═════ Information supplied ═════

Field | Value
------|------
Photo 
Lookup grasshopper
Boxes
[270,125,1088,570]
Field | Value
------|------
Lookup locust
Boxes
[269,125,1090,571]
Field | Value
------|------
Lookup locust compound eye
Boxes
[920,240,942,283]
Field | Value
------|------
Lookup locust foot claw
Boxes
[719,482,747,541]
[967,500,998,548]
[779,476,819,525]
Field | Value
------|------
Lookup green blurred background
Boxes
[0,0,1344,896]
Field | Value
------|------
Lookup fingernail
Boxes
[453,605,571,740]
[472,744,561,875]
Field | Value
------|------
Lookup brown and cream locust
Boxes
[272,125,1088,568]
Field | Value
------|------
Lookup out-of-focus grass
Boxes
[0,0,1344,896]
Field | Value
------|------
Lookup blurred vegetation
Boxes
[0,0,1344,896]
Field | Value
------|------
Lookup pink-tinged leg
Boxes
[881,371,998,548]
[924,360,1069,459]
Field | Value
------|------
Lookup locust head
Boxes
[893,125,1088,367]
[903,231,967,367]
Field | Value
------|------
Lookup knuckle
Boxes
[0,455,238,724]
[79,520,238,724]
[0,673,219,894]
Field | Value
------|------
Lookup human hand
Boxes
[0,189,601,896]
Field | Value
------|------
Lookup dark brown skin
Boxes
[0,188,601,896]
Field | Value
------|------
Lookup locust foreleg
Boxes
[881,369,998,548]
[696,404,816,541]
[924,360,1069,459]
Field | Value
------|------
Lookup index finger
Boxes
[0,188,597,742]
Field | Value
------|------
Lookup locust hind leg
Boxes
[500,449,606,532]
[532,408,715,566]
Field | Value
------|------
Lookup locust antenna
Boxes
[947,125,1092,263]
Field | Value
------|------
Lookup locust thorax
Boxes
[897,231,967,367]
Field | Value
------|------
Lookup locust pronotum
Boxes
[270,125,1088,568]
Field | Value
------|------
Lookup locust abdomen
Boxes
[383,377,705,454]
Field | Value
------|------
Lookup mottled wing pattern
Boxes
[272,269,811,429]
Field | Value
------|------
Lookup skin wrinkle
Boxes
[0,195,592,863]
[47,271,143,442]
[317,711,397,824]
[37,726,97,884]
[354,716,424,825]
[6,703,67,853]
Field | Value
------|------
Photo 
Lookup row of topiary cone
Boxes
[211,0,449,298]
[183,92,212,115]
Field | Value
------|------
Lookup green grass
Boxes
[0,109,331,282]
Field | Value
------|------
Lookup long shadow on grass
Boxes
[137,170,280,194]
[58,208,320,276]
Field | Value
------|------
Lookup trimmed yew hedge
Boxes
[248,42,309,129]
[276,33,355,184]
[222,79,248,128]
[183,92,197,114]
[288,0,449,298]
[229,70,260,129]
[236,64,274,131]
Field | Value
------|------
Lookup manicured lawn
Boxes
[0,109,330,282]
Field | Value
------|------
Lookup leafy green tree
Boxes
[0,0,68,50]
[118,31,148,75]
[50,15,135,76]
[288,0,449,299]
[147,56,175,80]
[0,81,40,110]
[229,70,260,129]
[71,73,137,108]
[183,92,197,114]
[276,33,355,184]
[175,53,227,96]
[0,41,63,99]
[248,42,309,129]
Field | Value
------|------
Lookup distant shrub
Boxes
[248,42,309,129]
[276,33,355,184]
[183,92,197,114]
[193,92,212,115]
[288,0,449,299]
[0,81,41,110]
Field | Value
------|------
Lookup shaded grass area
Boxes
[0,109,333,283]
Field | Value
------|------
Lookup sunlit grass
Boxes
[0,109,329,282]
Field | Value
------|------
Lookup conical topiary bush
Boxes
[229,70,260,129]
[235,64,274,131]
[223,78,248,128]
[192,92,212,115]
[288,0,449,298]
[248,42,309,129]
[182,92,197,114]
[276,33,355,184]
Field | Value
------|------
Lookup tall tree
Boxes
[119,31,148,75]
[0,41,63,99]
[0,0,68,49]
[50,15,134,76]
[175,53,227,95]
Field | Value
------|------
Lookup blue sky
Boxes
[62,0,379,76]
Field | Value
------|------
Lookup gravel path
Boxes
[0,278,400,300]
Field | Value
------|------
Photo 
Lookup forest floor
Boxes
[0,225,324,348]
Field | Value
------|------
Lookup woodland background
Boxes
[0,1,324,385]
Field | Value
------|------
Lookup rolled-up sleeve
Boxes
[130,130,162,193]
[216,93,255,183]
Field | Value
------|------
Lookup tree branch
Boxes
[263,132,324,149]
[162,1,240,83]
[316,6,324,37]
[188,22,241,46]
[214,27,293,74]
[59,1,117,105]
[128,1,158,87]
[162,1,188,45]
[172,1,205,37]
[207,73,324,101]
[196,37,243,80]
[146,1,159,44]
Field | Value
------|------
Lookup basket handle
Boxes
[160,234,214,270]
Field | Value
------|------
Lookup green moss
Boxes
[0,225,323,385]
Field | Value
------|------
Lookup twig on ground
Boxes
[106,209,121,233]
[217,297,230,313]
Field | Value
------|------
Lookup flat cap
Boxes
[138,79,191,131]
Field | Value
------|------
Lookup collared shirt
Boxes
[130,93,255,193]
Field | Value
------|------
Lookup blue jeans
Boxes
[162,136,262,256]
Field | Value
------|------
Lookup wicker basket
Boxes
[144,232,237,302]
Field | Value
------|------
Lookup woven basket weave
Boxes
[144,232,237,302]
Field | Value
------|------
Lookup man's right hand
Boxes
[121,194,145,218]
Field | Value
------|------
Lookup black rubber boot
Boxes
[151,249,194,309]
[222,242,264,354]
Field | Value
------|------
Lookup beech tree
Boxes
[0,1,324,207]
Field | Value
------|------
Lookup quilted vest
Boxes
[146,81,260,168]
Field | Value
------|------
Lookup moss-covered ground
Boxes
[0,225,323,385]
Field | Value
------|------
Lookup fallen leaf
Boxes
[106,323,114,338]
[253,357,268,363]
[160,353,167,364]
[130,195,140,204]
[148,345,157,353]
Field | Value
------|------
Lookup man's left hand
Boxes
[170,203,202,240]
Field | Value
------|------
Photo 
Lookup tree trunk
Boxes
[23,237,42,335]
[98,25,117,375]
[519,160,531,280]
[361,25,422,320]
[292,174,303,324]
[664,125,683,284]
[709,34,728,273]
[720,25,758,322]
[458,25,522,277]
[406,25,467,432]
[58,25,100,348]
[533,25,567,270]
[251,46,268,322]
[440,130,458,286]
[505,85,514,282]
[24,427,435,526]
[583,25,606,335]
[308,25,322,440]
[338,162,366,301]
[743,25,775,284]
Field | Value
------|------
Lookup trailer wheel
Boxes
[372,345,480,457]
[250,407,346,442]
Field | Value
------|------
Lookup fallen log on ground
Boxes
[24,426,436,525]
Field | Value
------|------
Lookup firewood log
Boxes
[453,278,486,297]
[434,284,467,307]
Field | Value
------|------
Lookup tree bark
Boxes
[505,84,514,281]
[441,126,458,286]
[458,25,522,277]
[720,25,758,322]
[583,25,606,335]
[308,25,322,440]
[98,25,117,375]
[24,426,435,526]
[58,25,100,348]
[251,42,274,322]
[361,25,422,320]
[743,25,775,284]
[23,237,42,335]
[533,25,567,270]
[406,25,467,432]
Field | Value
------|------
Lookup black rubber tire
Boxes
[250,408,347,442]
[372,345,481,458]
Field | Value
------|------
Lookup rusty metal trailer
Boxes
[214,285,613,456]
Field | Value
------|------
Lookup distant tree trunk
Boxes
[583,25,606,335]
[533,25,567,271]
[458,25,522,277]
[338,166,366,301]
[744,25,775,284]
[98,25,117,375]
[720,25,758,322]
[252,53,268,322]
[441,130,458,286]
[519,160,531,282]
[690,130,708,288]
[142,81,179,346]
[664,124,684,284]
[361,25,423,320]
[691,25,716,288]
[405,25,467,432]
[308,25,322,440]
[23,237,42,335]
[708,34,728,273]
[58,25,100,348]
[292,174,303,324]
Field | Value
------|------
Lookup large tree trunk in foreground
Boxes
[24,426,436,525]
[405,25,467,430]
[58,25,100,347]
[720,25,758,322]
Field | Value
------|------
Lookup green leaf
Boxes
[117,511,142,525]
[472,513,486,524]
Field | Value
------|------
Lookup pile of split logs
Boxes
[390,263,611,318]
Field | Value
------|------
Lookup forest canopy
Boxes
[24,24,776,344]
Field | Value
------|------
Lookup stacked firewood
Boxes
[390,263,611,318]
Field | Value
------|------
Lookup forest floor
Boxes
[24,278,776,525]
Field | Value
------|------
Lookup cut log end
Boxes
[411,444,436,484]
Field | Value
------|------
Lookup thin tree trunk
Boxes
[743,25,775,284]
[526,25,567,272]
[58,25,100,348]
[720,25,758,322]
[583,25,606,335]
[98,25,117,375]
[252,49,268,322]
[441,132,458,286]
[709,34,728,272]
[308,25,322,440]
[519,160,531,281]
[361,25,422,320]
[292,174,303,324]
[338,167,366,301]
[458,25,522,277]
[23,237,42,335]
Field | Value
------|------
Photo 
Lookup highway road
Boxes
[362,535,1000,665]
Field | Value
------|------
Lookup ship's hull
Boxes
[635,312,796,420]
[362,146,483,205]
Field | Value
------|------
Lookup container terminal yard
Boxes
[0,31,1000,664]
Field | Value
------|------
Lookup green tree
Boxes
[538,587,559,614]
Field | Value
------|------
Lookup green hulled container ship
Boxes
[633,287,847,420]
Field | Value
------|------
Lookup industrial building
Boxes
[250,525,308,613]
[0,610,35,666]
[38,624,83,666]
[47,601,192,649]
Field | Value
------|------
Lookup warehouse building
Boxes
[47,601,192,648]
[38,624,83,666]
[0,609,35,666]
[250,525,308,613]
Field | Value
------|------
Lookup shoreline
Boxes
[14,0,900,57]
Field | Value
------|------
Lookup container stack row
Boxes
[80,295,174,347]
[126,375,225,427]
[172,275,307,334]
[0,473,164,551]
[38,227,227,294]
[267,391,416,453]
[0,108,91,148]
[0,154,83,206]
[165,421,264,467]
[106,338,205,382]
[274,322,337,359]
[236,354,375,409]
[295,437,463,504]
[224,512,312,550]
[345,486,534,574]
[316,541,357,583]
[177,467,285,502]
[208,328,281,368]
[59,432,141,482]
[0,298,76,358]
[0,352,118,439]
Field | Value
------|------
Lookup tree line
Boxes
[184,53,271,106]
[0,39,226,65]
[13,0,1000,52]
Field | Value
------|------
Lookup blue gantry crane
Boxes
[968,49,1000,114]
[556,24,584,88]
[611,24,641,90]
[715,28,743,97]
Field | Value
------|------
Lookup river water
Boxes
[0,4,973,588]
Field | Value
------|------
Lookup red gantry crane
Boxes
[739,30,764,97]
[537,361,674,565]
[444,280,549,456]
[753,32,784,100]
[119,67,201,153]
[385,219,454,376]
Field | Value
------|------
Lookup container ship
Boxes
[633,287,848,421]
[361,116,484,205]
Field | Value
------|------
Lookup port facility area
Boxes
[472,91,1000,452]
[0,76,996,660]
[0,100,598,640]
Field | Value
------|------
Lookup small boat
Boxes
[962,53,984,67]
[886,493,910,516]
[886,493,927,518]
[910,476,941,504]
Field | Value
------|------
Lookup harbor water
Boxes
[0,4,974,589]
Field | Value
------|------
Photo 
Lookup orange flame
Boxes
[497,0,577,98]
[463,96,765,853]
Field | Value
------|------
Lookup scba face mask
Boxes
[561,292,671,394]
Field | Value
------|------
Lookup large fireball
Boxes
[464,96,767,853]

═════

◆ **What the task requires**
Update the stretch of material from its start through the line containing "[920,240,942,283]" by changing "locust" to "grasshopper" and leaving everything else unchanged.

◆ **Completed task**
Field | Value
------|------
Photo 
Lookup grasshopper
Boxes
[270,125,1088,570]
Field | Value
------|------
Lookup grasshopper
Boxes
[269,125,1090,571]
Field | Value
------|------
Lookup grasshopper compound eye
Boxes
[920,240,942,283]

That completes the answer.